• _Énoncé du problème 1_
Répondez à ces questions à partir du passage choisi :
(a) Quel architecte a dessiné la gare de la Bastille ?
(b) Jusqu'à quand les trains à vapeur ont-ils circulé sur la ligne de Vincennes ?
(c) Qui a dessiné la mairie des Batignolles ?
• _Énoncé du problème 2_
Écrivez la suite du passage choisi sur ces bâtiments parisiens disparus, en partant de sa dernière phrase.

• _Passage choisi_
La gare de la Bastille, place de la Bastille [1859-1984]


La gare de la Bastille (ou gare de Vincennes) fut pendant plus de 100 ans le point de chute des visiteurs en provenance de la banlieue est de Paris.  Dessinée par l'architecte François-Alexis Cendrier (tout comme la gare de Lyon, non loin d'elle), la gare de la Bastille s'étendait sur près de 250 mètres entre la rue de Charenton et la rue de Lyon.


Durant ses trente premières années de service, la ligne de Vincennes fut progressivement prolongée, jusqu'à rallier en 1892, la commune de Verneuil-l'Étang en Seine et Marne. Les trains à vapeur circuleront jusqu'à la fin de l'année 1969, date à laquelle la gare est désaffectée et la ligne de chemin de fer démantelée au profit de la nouvelle ligne de RER A.


Les anciens bâtiments de la gare de la Bastille accueillent des expositions jusqu'au début des années 1980 où, suivant la volonté du président Mitterrand de doter Paris d'un nouvel opéra, le site est choisi pour la construction de l'opéra Bastille. La gare de la Bastille est démolie en 1984, et le nouvel opéra, conçu par l'architecte uruguayen Carlos Ott, est inauguré cinq ans plus tard.

L'opéra Bastille, inauguré en 1989

dimanche 1 juillet 2012

La mairie des Batignolles, 16/20 rue des Batignolles [1847-1970]

L'ancienne mairie des Batignolles
Inaugurée en 1849 alors que le village des Batignolles n'était pas encore rattaché à Paris, la mairie fut dessinée par l'architecte Paul-Eugène Lequeux, à qui le quartier doit également l'église Sainte Marie des Batignolles, au bout de la même rue, face au square du même nom.

• _Données enregistrées_
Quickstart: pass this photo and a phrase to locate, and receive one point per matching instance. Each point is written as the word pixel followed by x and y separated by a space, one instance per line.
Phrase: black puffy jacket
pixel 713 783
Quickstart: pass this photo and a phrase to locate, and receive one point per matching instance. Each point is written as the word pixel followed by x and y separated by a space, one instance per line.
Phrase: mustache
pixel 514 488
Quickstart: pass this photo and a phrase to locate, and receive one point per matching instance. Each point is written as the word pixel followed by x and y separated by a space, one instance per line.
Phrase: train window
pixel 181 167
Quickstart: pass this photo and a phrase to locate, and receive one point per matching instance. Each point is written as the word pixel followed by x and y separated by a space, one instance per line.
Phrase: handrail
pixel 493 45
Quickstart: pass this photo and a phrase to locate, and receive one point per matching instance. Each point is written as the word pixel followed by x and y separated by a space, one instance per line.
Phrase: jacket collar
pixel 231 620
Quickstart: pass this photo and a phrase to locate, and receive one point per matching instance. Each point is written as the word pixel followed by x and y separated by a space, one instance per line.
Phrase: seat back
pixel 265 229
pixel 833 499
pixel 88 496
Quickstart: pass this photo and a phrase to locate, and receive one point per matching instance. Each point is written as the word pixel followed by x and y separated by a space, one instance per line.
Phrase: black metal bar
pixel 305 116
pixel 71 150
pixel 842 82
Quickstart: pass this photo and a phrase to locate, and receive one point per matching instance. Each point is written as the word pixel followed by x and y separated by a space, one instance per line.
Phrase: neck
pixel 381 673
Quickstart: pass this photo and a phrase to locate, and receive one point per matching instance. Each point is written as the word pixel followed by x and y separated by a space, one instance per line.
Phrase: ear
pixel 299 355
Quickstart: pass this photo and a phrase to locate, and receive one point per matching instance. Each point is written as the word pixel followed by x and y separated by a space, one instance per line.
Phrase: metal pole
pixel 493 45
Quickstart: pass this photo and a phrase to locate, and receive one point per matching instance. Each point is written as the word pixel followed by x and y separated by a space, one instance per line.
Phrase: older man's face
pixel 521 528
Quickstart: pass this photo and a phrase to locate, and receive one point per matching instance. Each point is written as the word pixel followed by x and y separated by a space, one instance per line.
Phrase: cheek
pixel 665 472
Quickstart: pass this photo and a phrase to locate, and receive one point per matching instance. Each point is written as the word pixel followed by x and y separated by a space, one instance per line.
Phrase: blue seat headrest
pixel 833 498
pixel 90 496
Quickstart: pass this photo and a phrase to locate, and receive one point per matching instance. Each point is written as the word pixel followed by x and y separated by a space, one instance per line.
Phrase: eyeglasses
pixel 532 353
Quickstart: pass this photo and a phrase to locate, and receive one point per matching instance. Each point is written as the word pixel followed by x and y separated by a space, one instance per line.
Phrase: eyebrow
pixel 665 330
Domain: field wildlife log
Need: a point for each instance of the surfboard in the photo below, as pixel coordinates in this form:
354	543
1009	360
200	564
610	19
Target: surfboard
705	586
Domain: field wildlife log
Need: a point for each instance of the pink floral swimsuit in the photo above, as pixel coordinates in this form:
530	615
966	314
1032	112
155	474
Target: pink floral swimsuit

• _Résultat 1_
(a) François-Alexis Cendrier.
(b) Jusqu'à la fin de l'année 1969.
(c) L'architecte Paul-Eugène Lequeux.

• _Résultat 2_
Ce beau bâtiment dominé par un grand campanile, construit en pierre de taille, était orné de manière étonnamment riche pour une commune d'alors à peine 20.000 habitants : horloges, pilastres, frontons soutenus par des consoles surplombant les fenêtres de l'étage médian, ainsi que trois plaques de marbre rouge sur lesquelles étaient inscrites en lettres dorées les dates de construction (« Commencé en 1847 » et « Terminé en 1849 »), et l'affectation de l'édifice au centre (« Mairie des Batignolles », remplacé par « Ville de Paris » après l'annexion).


A l'annexion des Batignolles en 1860, le bâtiment devint naturellement la mairie du 17ème arrondissement dans lequel le village était englobé. Mais dès 1940, à mesure que l'arrondissement se développe, les locaux sont bientôt jugés trop exigus, et l'emplacement trop excentré dans l'arrondissement. Des projets d'agrandissement et de reconstruction se succèdent alors durant trois décennies. En 1952, le campanile – qui, dit-on, menaçait de s'effondrer – est abattu. A la fin des années 1960, il est décidé de reconstruire une nouvelle mairie. L'ancien bâtiment est démoli en 1970, laissant place, depuis, à un bloc de béton massif, à juste titre considéré comme le furoncle de la rue des Batignolles par bien des promeneurs.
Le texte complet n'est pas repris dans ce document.